Lat PD's 150lb x 8 x 3

Shoulder Press 60kg x 10 x 3

Lying Tri Rotating Extension thingies 25lb x 8 x 3

6 sets bi's....coz I want HUGE arms.


----------



## Jem (Mar 5, 2009)

Cool I picked the right time to pop in then ! ...will follow [only coz you're like a well famous person on radio and stuff now ;-)] good stuff burd xx


----------



## ElfinTan (May 23, 2008)

Tis showbiz darrrrrrrrlink ;0)


----------



## Seyyed-Merat (Sep 1, 2007)

Gd stuff! Sub deffo for this


----------



## julesm (May 18, 2008)

is PG partaking in this type of training?

good luck


----------



## Incredible Bulk (Sep 19, 2007)

all the best ranna tan tan


----------



## RACK (Aug 20, 2007)

Good luck with this Tan. I'll be seeing you in a couple of weeks when Pscarb comes up next


----------



## ElfinTan (May 23, 2008)

Thanks chaps!

Jules - I am on my own with this one. PG will be getting ready for the Grand Prix in March.

Rack - look forward to it mate! Just look for tha fat burd ;0)

The original plan was to train Lower Max E today but I will decide later on whether I will change it to tomorrow to get an extra days rest.


----------



## gym rat (Jul 10, 2007)

have you any recent pics tan, the last ones of you i seen you where hitting a front double bi, very good size


----------



## ElfinTan (May 23, 2008)

Most recent!

Fat, happy and strongish!


----------



## gym rat (Jul 10, 2007)

your a strongen and you dont look fat at all


----------



## ElfinTan (May 23, 2008)

Ha....kinda cuddly ;0)


----------



## xpower (Jul 28, 2009)

Nice pulling Tan:thumbup1:


----------



## Dig (Aug 28, 2007)

ElfinTan said:


> Most recent!
> 
> Fat, happy and strongish!


V strong, impressive!!!

I would concentrate on technique, your bum raises before the bar leaves floor making lockout v hard. You need to push knees out and arch lower back harder to stay more upright, yours is pretty much stiff leg rounded back dead, get the form nailed and with your obvious brute strengtth deadlift will be huge!!!

Wont find better sumo dead technique than this:


----------



## ElfinTan (May 23, 2008)

Dig said:


> V strong, impressive!!!
> 
> I would concentrate on technique, your bum raises before the bar leaves floor making lockout v hard. You need to push knees out and arch lower back harder to stay more upright, yours is pretty much stiff leg rounded back dead, get the form nailed and with your obvious brute strengtth deadlift will be huge!!!
> 
> Wont find better sumo dead technique than this:


Cheers for the advice. In my very humble defence this was my 1st deadlifting for about a year (if not longer...see vid of deadlift for reps challenge) and very 1st time sumo so there is very much room for improvement. Sumo definitely 'feels' more of a natural movement for my levers and I am working on hip flexibility which at the moment is shoite. I hit a brick wall with traditional stance and although still pretty strong they were VERY backy....so onwards and upwards as they say!


----------



## rodrigo (Jun 29, 2009)

great liftin tan strong as .


----------



## martin brown (Dec 31, 2008)

I'll try and keep an eye out as you go


----------



## ElfinTan (May 23, 2008)

## WHAT YOU WILL DO
**A.** In the training-log thread, what will PG be getting ready for?
**B.** Go on with the training-log thread from the point where it stops.
None of the entries are needed for this.

## Dataset entries
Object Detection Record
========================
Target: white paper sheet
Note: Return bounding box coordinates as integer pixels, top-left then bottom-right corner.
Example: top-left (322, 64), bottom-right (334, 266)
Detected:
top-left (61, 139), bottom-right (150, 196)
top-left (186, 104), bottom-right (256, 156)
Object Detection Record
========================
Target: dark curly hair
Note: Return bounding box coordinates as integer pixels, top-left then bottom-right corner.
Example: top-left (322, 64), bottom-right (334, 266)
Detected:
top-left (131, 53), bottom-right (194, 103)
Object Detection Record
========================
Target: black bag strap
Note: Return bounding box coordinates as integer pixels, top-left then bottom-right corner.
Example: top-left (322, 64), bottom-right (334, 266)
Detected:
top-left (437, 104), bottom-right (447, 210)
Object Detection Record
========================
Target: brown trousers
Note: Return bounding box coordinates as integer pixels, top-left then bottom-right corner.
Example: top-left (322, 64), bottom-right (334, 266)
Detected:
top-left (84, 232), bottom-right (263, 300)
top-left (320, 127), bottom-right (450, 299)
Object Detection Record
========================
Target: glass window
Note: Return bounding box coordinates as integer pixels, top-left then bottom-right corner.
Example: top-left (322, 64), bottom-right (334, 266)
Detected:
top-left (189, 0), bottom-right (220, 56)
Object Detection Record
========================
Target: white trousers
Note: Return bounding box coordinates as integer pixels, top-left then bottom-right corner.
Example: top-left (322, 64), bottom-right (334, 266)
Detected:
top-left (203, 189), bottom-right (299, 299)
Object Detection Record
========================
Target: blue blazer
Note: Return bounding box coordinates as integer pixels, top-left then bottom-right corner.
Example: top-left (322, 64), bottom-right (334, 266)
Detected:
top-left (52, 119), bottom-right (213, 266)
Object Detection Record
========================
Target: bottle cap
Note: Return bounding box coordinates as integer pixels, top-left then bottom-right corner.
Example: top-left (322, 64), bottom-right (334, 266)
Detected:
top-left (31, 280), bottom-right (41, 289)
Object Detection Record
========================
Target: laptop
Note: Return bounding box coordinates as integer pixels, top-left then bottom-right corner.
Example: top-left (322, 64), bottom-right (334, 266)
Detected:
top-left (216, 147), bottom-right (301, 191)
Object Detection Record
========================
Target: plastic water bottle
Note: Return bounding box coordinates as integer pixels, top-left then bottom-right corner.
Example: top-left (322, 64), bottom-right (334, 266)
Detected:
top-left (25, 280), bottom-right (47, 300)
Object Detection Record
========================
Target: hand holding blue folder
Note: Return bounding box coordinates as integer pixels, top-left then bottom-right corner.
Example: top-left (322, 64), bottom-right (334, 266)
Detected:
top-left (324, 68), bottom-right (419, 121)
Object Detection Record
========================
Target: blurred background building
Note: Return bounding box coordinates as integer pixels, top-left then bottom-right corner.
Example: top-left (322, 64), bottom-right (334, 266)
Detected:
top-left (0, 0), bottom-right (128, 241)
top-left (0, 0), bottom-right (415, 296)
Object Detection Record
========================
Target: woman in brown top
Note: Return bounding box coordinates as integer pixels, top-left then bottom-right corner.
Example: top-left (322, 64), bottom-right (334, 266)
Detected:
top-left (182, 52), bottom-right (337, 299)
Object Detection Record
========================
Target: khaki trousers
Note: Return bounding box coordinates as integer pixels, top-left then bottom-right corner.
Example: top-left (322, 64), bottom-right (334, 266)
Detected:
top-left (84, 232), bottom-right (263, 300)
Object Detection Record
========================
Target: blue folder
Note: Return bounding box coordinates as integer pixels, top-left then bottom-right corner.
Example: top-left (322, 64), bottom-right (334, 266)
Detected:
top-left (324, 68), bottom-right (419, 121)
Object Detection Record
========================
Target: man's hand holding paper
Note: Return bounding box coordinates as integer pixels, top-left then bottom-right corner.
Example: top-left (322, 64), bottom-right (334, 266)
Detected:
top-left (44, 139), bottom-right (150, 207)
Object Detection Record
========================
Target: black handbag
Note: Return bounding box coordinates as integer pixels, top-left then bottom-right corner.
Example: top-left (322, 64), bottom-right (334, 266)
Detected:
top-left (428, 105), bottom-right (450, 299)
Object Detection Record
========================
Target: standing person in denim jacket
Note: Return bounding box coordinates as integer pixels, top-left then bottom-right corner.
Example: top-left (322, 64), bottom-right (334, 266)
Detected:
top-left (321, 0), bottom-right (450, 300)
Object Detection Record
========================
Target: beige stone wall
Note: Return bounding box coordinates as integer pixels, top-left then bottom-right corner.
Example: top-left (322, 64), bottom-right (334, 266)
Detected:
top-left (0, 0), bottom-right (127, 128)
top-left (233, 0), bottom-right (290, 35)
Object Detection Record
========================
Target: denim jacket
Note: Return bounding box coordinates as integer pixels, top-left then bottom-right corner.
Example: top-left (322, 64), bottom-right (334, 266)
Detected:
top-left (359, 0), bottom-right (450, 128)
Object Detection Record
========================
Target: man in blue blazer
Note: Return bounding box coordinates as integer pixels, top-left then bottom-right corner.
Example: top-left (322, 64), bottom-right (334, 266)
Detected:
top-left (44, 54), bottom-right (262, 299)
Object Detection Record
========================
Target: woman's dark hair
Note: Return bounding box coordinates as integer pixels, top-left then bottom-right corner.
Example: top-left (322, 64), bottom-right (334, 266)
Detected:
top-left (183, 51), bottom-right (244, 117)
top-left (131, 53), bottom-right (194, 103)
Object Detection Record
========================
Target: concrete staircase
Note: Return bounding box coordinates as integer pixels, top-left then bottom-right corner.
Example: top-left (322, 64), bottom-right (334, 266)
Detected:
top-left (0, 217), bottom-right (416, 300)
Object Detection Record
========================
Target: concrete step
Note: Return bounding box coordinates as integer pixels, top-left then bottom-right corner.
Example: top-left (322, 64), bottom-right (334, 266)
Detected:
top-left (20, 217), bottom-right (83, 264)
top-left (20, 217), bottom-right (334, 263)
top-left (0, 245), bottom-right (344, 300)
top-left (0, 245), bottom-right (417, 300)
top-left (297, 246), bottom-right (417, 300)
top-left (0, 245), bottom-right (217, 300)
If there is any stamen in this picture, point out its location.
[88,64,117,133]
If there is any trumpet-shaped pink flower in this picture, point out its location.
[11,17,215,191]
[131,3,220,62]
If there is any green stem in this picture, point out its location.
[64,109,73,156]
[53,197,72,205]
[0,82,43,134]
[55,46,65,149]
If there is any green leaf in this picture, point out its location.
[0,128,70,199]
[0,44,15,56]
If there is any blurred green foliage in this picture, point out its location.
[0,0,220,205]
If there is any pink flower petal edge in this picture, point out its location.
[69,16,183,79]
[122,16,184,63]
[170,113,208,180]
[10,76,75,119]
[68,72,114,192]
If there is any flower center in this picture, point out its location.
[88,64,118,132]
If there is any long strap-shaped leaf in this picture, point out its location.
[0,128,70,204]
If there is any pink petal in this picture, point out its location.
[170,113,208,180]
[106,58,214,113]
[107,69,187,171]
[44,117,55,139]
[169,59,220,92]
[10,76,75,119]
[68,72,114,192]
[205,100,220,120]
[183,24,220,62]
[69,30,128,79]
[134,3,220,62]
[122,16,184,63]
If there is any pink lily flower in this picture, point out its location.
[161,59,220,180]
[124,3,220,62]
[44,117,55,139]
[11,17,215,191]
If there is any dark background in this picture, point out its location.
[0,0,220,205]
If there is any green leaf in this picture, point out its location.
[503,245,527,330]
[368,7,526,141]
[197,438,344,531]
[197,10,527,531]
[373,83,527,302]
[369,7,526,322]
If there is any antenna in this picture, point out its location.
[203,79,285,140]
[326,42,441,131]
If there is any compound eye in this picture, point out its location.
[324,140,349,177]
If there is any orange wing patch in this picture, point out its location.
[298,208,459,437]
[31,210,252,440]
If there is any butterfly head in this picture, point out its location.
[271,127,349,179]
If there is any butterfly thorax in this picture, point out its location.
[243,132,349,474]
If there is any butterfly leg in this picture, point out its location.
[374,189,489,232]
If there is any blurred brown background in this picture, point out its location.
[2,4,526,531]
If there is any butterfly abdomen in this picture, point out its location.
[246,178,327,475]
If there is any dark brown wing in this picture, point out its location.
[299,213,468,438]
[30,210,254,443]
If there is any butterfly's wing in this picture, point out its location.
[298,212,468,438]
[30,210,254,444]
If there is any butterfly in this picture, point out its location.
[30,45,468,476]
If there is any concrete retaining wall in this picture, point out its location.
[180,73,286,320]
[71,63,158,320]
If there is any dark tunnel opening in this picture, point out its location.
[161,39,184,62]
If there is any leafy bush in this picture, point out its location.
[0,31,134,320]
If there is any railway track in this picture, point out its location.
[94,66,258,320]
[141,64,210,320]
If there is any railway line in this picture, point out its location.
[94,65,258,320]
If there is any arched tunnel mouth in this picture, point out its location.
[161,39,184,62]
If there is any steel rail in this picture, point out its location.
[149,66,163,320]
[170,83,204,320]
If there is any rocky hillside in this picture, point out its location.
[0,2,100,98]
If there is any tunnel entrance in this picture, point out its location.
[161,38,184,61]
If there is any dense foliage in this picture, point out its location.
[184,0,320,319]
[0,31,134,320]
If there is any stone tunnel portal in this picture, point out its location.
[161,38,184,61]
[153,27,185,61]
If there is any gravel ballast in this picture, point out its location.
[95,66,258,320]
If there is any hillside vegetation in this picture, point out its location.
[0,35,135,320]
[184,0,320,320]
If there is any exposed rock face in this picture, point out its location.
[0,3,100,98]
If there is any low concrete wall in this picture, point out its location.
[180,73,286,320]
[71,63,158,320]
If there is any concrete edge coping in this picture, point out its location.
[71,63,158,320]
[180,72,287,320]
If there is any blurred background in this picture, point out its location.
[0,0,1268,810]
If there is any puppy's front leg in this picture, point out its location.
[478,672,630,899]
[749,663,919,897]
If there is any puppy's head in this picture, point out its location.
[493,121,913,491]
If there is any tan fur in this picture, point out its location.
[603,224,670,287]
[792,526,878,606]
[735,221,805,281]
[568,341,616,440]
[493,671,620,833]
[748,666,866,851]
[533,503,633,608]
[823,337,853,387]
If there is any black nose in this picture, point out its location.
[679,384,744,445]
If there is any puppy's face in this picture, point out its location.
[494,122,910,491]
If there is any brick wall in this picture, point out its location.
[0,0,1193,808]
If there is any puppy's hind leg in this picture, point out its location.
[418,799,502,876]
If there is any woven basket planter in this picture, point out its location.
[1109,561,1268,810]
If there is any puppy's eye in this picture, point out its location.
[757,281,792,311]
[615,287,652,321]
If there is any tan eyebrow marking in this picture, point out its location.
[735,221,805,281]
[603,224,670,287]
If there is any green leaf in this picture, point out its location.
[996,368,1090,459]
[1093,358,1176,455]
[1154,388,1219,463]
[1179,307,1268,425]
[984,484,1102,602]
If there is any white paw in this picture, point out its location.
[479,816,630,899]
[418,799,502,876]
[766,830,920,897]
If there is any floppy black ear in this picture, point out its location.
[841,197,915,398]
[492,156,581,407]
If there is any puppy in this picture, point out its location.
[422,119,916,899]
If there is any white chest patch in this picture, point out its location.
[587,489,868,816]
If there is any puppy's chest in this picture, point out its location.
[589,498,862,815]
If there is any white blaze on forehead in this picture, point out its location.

## PER-TASK ANSWERS
**A.** The Grand Prix in March.

**B.**
martin brown said:


> I'll try and keep an eye out as you go


I had intended to train yesterday but felt an extra days rest was required.

ME Lower

Deads

60kg x 5

80kg x 5

100kg x 5

120kg x 3

140kg x 1

145kg x 1

150kg x 1 - New PB

152.5 - fail

Box Squats - suited

60kg x 5

70kg x 5

80kg x 5,4

GHR - 8,7,7

Reverse Hypers - 15/15/15 (need to add ankle weights to this)

Lying Ham Curls 40lb x 8 x 3

6 sets Abs (heavy cable crunches & medicine ball floor crunches)

The squat suit I used is too big(size 44), I also have a size 36 on a borrowsy so will keep trying to pour myself into it. How do one know what size suit? I know they are VERY tight but how do you now when you are fighting a losing battle? Last time I tried to get into the 36 Fat Pete was stood on a box trying to bounce me in the fecker and we did give up after about 5 mins of no movement....but tremendous amounts of laughter! Mostly mine!


----------



## Ak_88 (Nov 9, 2008)

Welcome back to the fray mukks :thumb:


----------



## ElfinTan (May 23, 2008)

Ak_88 said:


> Welcome back to the fray mukks :thumb:


Hope ya haven't missed me too much? ;0)


----------



## Seyyed-Merat (Sep 1, 2007)

Great stuff tan! Good work on the pb


----------



## ElfinTan (May 23, 2008)

Thanks mate!


----------



## ElfinTan (May 23, 2008)

Upper ME! (warmups not included)

BB Bench to board (technically not a board but a 5" styrofoam block held in place under my jumper)

70kg x 3 x 8

Rack Press

40kg x 8 x 3

Low Pulley Row

90lb x 8, 100lb x 8 x 2

Incline Pec Dec

60lb x 8 x 3

Rear Delts (reverse pecdec)

50lb x 8 x 3

Side Laterals

30lb x 8 x 3

Floor Tri Extension Thingies

30lb x 8,6,6

Kind of getting into the swing of things now. Do wish I had someone to train with but Mr G is there for any spotting of just general encouragement shouting. It has also become apparent that I need some good stretching so I have swapped some Dr WooWoo sessions for some stretching sessions so has my WooWoo client expands his mind hopefully I will be able to expand the ROM in places never thought possible lol!


----------



## ElfinTan (May 23, 2008)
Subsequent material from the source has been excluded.